**EXERCISE DIRECTIONS**:
Copy the entries exactly. Their pictures do not belong in the copy.

[Natural-language object grounding data]
────────

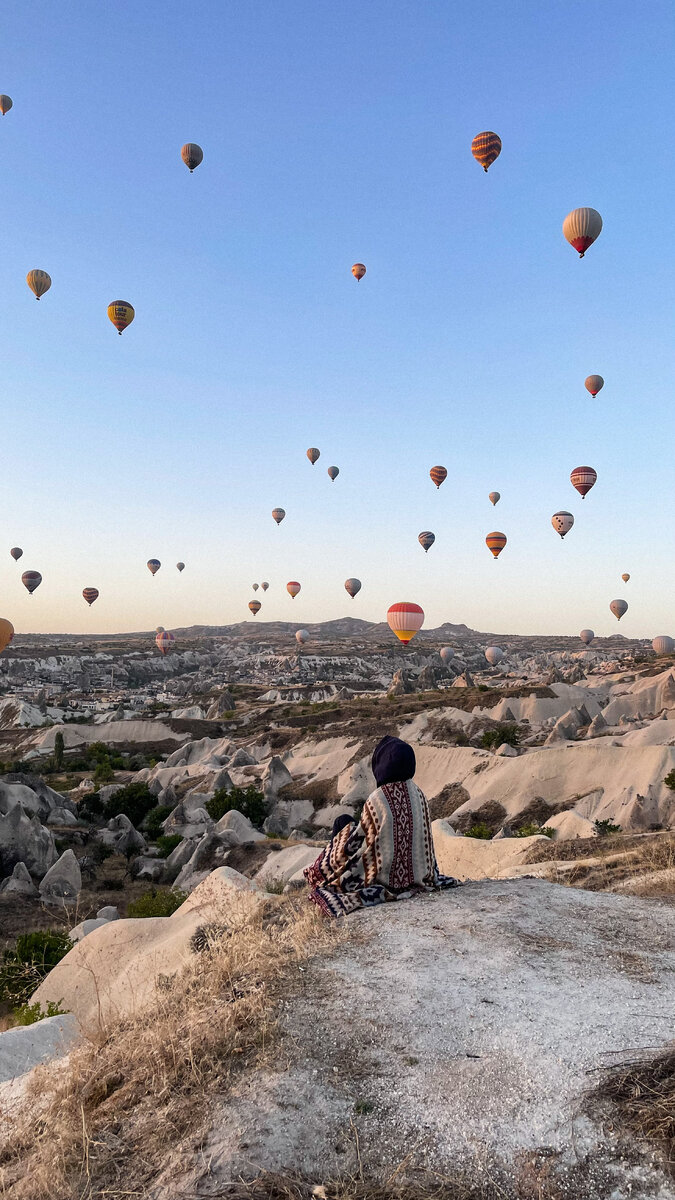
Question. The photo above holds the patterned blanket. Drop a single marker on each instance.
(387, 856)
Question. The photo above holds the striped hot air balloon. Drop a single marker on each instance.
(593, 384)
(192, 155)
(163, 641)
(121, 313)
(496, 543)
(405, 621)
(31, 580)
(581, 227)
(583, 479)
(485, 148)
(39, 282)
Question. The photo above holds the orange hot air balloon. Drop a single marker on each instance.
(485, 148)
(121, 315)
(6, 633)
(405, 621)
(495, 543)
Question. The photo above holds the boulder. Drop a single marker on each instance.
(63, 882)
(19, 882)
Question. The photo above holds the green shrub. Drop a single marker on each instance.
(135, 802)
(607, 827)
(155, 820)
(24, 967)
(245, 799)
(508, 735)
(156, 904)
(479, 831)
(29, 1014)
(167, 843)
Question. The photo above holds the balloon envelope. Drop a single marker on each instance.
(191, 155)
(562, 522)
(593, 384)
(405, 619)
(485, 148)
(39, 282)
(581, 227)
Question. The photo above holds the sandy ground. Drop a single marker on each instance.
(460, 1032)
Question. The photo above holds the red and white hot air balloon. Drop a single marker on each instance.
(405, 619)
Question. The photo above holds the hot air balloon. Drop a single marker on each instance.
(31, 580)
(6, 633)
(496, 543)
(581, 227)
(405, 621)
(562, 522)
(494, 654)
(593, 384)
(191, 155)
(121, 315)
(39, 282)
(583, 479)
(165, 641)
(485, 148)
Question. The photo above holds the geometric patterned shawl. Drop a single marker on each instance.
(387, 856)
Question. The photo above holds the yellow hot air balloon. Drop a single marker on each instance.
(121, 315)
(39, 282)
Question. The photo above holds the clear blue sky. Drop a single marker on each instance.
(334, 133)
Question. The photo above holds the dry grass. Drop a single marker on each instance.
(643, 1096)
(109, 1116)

────────

**SOLVED EXERCISE**:
Question. The photo above holds the patterned blanket. Drop a single marker on each instance.
(387, 856)
Question. The photo above holds the striped hot air balloon. Drop a single marker on each instance.
(593, 384)
(192, 155)
(163, 641)
(121, 313)
(496, 543)
(405, 621)
(31, 580)
(581, 227)
(583, 479)
(485, 148)
(39, 282)
Question. The photo above holds the orange hot air balloon. Drop a single marker on each instance.
(485, 148)
(121, 315)
(6, 633)
(405, 621)
(495, 543)
Question. The photo above holds the boulder. Drop a single marker on each instance.
(63, 882)
(19, 882)
Question. The photo above holds the green shrub. Drop a single marker on each instance.
(135, 802)
(607, 827)
(155, 820)
(24, 967)
(245, 799)
(508, 735)
(156, 904)
(479, 831)
(29, 1014)
(167, 843)
Question. The photo above holds the balloon envelope. Drop a single marker on each instance.
(191, 155)
(562, 522)
(593, 384)
(405, 619)
(485, 148)
(39, 282)
(581, 227)
Question. The photo above holds the sandy ground. Drop a single marker on each instance.
(460, 1032)
Question. The photo above holds the red and white hot air balloon. Drop a single marker on each instance.
(405, 619)
Question. The photo above holds the hot air balloon. Drop a single marker on each instance.
(31, 580)
(6, 633)
(496, 543)
(581, 227)
(405, 621)
(562, 522)
(494, 654)
(593, 384)
(191, 155)
(121, 315)
(39, 282)
(583, 479)
(165, 641)
(485, 148)
Question. The photo above holds the geometric patterned shawl. Drop a single marker on each instance.
(387, 856)
Question. The photo above holds the yellow hot air balloon. Drop a single marker on each instance.
(121, 315)
(39, 282)
Question. The photo above holds the clear blue sky. Drop a single marker on each instance.
(334, 133)
Question. The photo above holds the dry grass. Drop a single marker on each instance.
(643, 1096)
(109, 1116)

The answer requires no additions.